[Region pointing data]

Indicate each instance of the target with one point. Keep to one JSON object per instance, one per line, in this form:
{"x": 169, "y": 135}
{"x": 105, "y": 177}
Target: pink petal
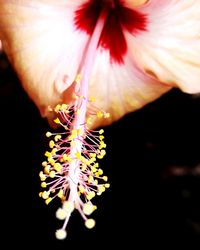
{"x": 120, "y": 89}
{"x": 170, "y": 49}
{"x": 43, "y": 46}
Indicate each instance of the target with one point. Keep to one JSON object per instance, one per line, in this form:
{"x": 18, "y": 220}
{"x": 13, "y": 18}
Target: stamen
{"x": 70, "y": 171}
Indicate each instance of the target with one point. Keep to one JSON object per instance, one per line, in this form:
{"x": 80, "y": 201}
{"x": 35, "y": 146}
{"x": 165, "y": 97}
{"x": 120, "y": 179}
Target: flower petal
{"x": 41, "y": 42}
{"x": 170, "y": 49}
{"x": 120, "y": 89}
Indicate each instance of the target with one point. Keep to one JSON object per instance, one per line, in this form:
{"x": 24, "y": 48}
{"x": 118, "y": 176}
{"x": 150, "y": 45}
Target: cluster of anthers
{"x": 71, "y": 171}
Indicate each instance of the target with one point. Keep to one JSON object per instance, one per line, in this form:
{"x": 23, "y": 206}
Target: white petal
{"x": 170, "y": 48}
{"x": 42, "y": 45}
{"x": 120, "y": 89}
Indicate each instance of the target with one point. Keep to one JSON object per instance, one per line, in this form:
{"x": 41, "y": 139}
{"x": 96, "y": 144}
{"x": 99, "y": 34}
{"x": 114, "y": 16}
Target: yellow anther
{"x": 81, "y": 189}
{"x": 101, "y": 189}
{"x": 88, "y": 208}
{"x": 44, "y": 163}
{"x": 105, "y": 178}
{"x": 53, "y": 151}
{"x": 48, "y": 200}
{"x": 51, "y": 161}
{"x": 57, "y": 121}
{"x": 57, "y": 137}
{"x": 99, "y": 114}
{"x": 79, "y": 131}
{"x": 41, "y": 175}
{"x": 45, "y": 194}
{"x": 78, "y": 78}
{"x": 90, "y": 179}
{"x": 95, "y": 182}
{"x": 51, "y": 144}
{"x": 68, "y": 206}
{"x": 101, "y": 131}
{"x": 92, "y": 98}
{"x": 61, "y": 234}
{"x": 101, "y": 137}
{"x": 93, "y": 169}
{"x": 84, "y": 167}
{"x": 61, "y": 214}
{"x": 78, "y": 155}
{"x": 46, "y": 169}
{"x": 74, "y": 132}
{"x": 90, "y": 195}
{"x": 93, "y": 159}
{"x": 60, "y": 193}
{"x": 90, "y": 223}
{"x": 89, "y": 121}
{"x": 106, "y": 115}
{"x": 100, "y": 171}
{"x": 96, "y": 165}
{"x": 64, "y": 106}
{"x": 48, "y": 134}
{"x": 52, "y": 174}
{"x": 107, "y": 185}
{"x": 92, "y": 154}
{"x": 47, "y": 154}
{"x": 67, "y": 158}
{"x": 58, "y": 167}
{"x": 43, "y": 184}
{"x": 57, "y": 108}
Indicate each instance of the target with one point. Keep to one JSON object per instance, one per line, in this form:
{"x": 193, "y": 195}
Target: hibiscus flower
{"x": 124, "y": 53}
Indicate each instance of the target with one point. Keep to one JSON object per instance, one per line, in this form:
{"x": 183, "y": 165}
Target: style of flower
{"x": 126, "y": 53}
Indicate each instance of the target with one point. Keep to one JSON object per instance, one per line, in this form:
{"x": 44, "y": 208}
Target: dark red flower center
{"x": 120, "y": 19}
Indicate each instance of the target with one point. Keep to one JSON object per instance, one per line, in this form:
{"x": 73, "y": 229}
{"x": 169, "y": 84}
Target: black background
{"x": 153, "y": 164}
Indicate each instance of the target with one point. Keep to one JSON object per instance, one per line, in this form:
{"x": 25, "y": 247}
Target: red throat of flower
{"x": 119, "y": 19}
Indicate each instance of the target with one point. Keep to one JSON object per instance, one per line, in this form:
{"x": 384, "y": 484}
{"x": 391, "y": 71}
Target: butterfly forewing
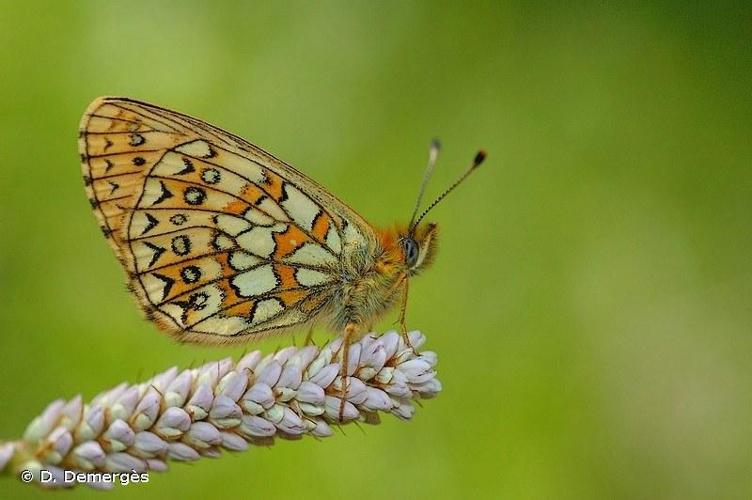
{"x": 220, "y": 239}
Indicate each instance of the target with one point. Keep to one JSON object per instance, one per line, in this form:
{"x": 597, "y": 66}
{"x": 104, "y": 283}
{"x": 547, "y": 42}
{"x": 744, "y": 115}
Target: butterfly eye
{"x": 411, "y": 249}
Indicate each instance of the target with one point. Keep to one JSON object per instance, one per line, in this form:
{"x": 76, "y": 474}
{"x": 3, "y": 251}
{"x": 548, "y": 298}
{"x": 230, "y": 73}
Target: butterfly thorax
{"x": 372, "y": 279}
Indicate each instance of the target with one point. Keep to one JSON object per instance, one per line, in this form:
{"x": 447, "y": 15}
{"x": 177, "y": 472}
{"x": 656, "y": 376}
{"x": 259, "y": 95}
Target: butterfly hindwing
{"x": 220, "y": 239}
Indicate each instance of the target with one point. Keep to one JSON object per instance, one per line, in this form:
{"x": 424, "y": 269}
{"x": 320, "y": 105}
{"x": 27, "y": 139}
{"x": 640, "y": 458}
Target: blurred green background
{"x": 590, "y": 303}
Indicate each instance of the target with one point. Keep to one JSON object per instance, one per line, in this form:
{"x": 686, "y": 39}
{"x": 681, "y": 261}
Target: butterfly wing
{"x": 221, "y": 240}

- WHAT TO WORK ON -
The data shown above must be printed again exactly, with no images included.

- TASK RESULT -
Indicate each instance of the target with one point. Keep to one JSON object per instance, one per line, in this form:
{"x": 169, "y": 135}
{"x": 105, "y": 177}
Target: pink petal
{"x": 120, "y": 89}
{"x": 170, "y": 49}
{"x": 43, "y": 46}
Indicate each instance of the target with one point. Keep to one JSON object per instance, one per line, in this form:
{"x": 18, "y": 220}
{"x": 13, "y": 18}
Target: stamen
{"x": 70, "y": 171}
Indicate each instance of the target with one point. Keep to one JSON object per instance, one per line, in this form:
{"x": 80, "y": 201}
{"x": 35, "y": 146}
{"x": 165, "y": 97}
{"x": 120, "y": 179}
Target: flower petal
{"x": 41, "y": 42}
{"x": 170, "y": 49}
{"x": 120, "y": 89}
Indicate each instance of the target with one point. Keep to one JSON object per instance, one per line, in this form:
{"x": 24, "y": 48}
{"x": 118, "y": 176}
{"x": 150, "y": 45}
Target: cluster of anthers
{"x": 71, "y": 171}
Indicate each instance of the target with one point. Keep to one JSON object per instance, one per line, in this form:
{"x": 23, "y": 206}
Target: white petal
{"x": 170, "y": 48}
{"x": 42, "y": 45}
{"x": 120, "y": 89}
Indicate each instance of the target with one point. Keep to one JSON object per instance, one per line, in this form:
{"x": 41, "y": 139}
{"x": 96, "y": 144}
{"x": 99, "y": 34}
{"x": 114, "y": 16}
Target: yellow anther
{"x": 81, "y": 189}
{"x": 101, "y": 189}
{"x": 88, "y": 208}
{"x": 44, "y": 163}
{"x": 105, "y": 178}
{"x": 53, "y": 151}
{"x": 48, "y": 200}
{"x": 51, "y": 161}
{"x": 57, "y": 121}
{"x": 57, "y": 137}
{"x": 99, "y": 114}
{"x": 79, "y": 131}
{"x": 41, "y": 175}
{"x": 45, "y": 194}
{"x": 78, "y": 78}
{"x": 90, "y": 179}
{"x": 95, "y": 182}
{"x": 51, "y": 144}
{"x": 68, "y": 206}
{"x": 101, "y": 131}
{"x": 92, "y": 98}
{"x": 61, "y": 234}
{"x": 101, "y": 137}
{"x": 93, "y": 169}
{"x": 84, "y": 167}
{"x": 61, "y": 214}
{"x": 78, "y": 155}
{"x": 46, "y": 169}
{"x": 74, "y": 132}
{"x": 90, "y": 195}
{"x": 93, "y": 159}
{"x": 60, "y": 193}
{"x": 90, "y": 223}
{"x": 89, "y": 121}
{"x": 106, "y": 115}
{"x": 100, "y": 171}
{"x": 96, "y": 165}
{"x": 64, "y": 106}
{"x": 48, "y": 134}
{"x": 52, "y": 174}
{"x": 107, "y": 185}
{"x": 92, "y": 154}
{"x": 47, "y": 154}
{"x": 67, "y": 158}
{"x": 58, "y": 167}
{"x": 43, "y": 184}
{"x": 57, "y": 108}
Indicate each instance of the target with one point. Keep to one JSON object per instance, one per line, in this form:
{"x": 193, "y": 195}
Target: hibiscus flower
{"x": 124, "y": 53}
Indicate each instance of the target with one point. Keep to one JSON object per instance, one per line, in this form:
{"x": 183, "y": 165}
Target: style of flower
{"x": 126, "y": 53}
Indicate each instance of the target with one point. Keep to one JSON object per instance, one per line, in this form:
{"x": 44, "y": 208}
Target: dark red flower center
{"x": 120, "y": 19}
Indicate each instance of the target with one point. Keep to one JSON object per instance, one per line, in this form:
{"x": 73, "y": 229}
{"x": 169, "y": 84}
Target: black background
{"x": 153, "y": 164}
Indicate each instance of the target with one point. Keep to one JSON object per instance, one per line, in this form:
{"x": 25, "y": 247}
Target: red throat of flower
{"x": 119, "y": 19}
Indicate each instance of the target with one point. Keep to one JSON object per instance, one per line, in this form:
{"x": 384, "y": 484}
{"x": 391, "y": 71}
Target: butterfly forewing
{"x": 220, "y": 239}
Indicate each instance of the target with one point. Keep to one JSON object per instance, one per line, in this form:
{"x": 597, "y": 66}
{"x": 104, "y": 283}
{"x": 547, "y": 42}
{"x": 744, "y": 115}
Target: butterfly eye
{"x": 411, "y": 249}
Indicate each instance of the target with one point. Keep to one JSON object per instance, one per line, in this form:
{"x": 76, "y": 474}
{"x": 3, "y": 251}
{"x": 548, "y": 298}
{"x": 230, "y": 73}
Target: butterfly thorax
{"x": 372, "y": 279}
Indicate each instance of the target with one point. Keep to one JSON object per instance, one per line, in this form:
{"x": 447, "y": 15}
{"x": 177, "y": 472}
{"x": 656, "y": 376}
{"x": 259, "y": 95}
Target: butterfly hindwing
{"x": 220, "y": 239}
Indicate each instance of the target with one point. Keep to one JSON object per instance, one per line, in this form:
{"x": 424, "y": 269}
{"x": 320, "y": 105}
{"x": 27, "y": 139}
{"x": 640, "y": 458}
Target: blurred green background
{"x": 590, "y": 303}
Indicate each instance of the target with one point. Keep to one JSON object per instance, one per line, in this form:
{"x": 686, "y": 39}
{"x": 681, "y": 261}
Target: butterfly wing
{"x": 221, "y": 240}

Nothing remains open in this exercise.